Page text:
Feb 04, 1996 04:18 PM
by liesel f. deutsch


Thank you, Nicholas, for that very detailed explanation. Is the whole thing
a quote from Judge, or only a part of it? I couldn't quite make that out. In
any case, I think it's very much to the point.
Liesel
 Member TI,
Member, HR, 5thRR

>    HOW SHOULD WE TREAT OTHERS?
>
>         The subject relates to our conduct toward and treatment of
>    our fellows, including in that term all people with whom we have
>    any dealings. No particular mode of treatment is given by
>    Theosophy. It simply lays down the law that governs us in all our
>    acts, and declares the consequences of those acts. It is for us
>    to follow the line of action which shall result first in harmony
>    now and forever, and second, in the reduction of the general sum
>    of hate and opposition in thought or act which now darkens the
>    world.
>
>         The great law which Theosophy first speaks of is the law of
>    karma, and this is the one which must be held in view in
>    considering the question. Karma is called by some the "law of
>    ethical causation," but it is also the law of action and
>    reaction; and in all departments of nature the reaction is equal
>    to the action, and sometimes the reaction from the unseen but
>    permanent world seems to be much greater than the physical act or
>    word would appear to warrant on the physical plane. This is
>    because the hidden force on the unseen plane was just as strong
>    and powerful as the reaction is seen by us to be. The ordinary
>    view takes in but half of the facts in any such case and judges
>    wholly by superficial observation.

Prompt: Copy the message again from "Feb 04, 1996" through "to the point.", putting "account" in place of "explanation".

Data extract:
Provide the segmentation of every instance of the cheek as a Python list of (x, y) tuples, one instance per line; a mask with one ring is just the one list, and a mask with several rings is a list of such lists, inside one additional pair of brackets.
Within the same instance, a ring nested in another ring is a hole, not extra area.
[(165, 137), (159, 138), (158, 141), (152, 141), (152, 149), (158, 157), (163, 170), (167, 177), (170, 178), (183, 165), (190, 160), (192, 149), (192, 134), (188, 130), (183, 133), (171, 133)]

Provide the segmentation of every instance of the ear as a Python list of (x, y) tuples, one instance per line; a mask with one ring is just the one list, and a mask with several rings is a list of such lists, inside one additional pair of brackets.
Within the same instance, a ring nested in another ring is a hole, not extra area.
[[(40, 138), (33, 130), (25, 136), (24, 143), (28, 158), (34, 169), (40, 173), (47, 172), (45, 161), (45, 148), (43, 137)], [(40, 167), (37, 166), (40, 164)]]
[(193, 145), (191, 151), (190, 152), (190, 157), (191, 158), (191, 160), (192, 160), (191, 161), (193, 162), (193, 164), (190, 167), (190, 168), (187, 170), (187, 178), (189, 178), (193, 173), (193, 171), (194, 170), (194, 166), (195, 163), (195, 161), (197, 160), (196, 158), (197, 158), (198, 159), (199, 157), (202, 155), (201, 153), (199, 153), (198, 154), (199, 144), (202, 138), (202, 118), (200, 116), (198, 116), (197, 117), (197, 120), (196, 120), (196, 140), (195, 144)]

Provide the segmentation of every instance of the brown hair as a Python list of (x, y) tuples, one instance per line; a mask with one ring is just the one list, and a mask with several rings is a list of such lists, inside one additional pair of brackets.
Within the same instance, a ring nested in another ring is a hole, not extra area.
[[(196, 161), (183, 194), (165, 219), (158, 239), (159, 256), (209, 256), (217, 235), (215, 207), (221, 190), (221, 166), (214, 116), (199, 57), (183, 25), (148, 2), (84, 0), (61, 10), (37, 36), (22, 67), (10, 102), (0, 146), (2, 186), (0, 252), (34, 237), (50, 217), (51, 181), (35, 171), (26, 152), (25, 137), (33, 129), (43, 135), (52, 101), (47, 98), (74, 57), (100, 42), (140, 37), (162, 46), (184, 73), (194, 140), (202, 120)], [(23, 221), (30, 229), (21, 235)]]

Exercise solution:
Feb 04, 1996 04:18 PM
by liesel f. deutsch


Thank you, Nicholas, for that very detailed account. Is the whole thing
a quote from Judge, or only a part of it? I couldn't quite make that out. In
any case, I think it's very much to the point.